___ PROVIDED ENTRIES ___

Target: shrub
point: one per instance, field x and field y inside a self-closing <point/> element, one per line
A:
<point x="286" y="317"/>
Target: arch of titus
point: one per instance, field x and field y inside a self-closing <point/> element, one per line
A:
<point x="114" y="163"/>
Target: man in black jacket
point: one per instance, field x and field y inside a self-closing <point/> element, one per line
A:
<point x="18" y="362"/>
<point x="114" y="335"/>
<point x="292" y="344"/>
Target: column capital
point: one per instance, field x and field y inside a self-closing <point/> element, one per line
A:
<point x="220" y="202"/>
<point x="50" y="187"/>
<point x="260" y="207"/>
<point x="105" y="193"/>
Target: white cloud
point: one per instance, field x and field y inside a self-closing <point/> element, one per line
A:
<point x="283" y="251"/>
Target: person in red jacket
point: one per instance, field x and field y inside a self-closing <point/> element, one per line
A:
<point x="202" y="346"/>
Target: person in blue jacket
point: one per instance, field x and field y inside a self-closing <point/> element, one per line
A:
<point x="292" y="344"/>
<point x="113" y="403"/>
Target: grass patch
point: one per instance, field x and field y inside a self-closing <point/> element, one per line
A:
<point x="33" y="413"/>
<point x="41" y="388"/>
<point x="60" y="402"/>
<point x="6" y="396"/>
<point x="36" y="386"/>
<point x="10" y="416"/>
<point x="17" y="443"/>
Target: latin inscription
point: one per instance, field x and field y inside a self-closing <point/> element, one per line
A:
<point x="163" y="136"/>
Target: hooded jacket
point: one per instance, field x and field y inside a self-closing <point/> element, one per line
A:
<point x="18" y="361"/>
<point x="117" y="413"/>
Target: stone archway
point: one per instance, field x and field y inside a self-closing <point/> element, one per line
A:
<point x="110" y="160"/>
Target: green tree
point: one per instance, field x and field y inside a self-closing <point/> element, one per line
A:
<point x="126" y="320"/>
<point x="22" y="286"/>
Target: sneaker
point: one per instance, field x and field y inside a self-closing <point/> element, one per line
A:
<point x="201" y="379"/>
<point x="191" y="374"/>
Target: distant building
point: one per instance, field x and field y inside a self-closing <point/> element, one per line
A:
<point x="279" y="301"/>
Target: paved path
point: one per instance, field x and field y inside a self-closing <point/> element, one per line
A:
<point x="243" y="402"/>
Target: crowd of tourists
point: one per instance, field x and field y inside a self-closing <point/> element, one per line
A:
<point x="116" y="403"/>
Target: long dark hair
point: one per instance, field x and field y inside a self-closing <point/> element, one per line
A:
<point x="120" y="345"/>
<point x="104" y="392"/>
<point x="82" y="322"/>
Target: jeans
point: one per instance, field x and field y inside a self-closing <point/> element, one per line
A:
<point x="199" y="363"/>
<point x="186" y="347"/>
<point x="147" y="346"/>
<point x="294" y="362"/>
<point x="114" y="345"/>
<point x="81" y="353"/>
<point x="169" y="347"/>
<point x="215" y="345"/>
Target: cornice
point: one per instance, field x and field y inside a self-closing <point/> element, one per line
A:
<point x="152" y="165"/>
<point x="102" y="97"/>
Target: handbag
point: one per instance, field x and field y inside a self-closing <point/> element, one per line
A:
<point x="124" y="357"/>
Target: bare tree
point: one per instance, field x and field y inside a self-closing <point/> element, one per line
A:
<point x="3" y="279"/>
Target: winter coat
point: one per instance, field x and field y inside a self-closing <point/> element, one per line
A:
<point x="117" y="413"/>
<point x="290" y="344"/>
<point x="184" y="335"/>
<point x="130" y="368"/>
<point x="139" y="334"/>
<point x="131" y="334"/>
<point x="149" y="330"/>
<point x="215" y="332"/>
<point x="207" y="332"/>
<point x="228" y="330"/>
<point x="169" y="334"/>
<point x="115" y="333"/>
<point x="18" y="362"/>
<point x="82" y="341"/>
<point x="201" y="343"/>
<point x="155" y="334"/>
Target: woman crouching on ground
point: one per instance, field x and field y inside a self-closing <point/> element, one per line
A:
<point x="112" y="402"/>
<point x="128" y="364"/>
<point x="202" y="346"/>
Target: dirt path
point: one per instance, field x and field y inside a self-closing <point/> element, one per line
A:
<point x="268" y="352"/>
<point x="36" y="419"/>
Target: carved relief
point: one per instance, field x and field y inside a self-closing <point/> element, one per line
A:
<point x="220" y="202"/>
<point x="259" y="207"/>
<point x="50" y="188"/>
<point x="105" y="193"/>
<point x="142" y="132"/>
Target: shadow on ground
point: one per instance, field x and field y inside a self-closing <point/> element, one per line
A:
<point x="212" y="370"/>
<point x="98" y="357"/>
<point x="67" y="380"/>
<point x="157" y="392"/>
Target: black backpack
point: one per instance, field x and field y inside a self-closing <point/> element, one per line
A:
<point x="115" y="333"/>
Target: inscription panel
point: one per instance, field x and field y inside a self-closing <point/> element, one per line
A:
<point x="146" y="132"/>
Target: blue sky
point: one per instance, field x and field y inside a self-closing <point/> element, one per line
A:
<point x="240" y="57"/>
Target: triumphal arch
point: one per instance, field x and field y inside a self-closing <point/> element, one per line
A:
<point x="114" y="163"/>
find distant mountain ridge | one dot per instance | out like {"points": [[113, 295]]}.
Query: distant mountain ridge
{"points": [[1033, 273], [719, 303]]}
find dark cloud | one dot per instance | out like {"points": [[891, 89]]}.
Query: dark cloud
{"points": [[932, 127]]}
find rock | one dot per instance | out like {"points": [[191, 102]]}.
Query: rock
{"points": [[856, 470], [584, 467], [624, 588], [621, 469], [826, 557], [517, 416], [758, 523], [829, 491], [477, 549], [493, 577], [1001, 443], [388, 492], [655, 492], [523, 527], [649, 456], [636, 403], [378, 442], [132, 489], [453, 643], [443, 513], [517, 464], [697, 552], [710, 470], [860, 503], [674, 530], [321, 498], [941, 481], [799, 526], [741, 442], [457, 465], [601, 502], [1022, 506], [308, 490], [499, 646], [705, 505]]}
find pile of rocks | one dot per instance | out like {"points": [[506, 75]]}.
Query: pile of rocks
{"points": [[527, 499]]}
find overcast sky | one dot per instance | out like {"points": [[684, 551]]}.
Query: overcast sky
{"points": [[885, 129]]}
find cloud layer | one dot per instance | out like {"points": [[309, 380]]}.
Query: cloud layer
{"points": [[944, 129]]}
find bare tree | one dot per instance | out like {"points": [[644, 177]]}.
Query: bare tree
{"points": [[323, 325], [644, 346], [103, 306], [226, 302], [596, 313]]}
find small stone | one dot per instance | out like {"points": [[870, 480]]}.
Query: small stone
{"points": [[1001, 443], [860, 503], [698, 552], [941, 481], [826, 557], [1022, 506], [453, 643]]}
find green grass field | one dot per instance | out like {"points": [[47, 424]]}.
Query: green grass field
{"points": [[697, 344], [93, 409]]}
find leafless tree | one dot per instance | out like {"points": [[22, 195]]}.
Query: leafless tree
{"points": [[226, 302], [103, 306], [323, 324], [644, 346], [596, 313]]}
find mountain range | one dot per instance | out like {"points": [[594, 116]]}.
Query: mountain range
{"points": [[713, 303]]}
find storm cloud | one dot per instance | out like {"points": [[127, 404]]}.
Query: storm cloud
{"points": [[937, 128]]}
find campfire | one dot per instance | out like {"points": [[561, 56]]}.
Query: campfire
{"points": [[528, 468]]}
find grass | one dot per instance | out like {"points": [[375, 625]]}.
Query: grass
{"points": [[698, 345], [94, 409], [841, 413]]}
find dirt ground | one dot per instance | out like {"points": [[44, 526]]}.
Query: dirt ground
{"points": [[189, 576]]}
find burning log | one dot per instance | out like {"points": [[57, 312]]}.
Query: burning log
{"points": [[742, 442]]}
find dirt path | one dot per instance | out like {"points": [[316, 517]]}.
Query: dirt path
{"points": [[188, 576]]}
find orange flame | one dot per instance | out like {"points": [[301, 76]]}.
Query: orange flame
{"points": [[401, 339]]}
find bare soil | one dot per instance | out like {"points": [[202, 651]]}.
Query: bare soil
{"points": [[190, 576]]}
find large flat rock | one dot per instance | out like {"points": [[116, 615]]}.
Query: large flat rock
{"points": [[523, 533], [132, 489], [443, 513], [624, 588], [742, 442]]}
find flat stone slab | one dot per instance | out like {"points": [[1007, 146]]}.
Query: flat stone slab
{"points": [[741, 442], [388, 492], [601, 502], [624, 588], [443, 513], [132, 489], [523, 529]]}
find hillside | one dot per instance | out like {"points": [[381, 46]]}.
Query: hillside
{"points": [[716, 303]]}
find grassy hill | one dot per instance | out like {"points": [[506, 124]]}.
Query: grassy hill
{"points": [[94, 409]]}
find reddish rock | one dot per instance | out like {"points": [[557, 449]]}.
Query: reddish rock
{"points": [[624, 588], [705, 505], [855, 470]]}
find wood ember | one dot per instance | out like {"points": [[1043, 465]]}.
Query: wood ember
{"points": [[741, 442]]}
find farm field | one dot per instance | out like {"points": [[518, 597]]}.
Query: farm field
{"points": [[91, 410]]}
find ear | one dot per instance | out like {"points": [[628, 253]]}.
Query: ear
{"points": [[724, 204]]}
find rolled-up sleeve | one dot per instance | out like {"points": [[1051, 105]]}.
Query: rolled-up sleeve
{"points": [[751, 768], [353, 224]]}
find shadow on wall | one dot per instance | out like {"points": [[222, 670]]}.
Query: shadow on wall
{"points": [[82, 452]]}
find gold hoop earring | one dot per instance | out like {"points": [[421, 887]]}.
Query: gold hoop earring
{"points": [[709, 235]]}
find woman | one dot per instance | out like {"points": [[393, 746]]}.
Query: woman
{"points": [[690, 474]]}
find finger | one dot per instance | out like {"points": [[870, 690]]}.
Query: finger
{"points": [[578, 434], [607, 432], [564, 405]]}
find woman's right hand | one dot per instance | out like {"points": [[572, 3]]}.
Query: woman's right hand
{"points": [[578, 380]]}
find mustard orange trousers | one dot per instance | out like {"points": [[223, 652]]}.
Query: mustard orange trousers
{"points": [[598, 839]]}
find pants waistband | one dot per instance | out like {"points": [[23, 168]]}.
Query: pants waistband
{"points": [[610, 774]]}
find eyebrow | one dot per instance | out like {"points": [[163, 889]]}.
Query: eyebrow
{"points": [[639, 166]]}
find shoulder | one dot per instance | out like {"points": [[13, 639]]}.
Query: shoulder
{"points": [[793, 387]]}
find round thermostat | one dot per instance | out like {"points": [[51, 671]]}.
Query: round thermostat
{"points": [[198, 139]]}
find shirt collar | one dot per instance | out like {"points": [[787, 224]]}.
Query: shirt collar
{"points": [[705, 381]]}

___

#### WHAT IS NEEDED
Using the listing, filter for "black" and return the matching lines.

#### RESPONSE AREA
Target: man in black jacket
Target: black backpack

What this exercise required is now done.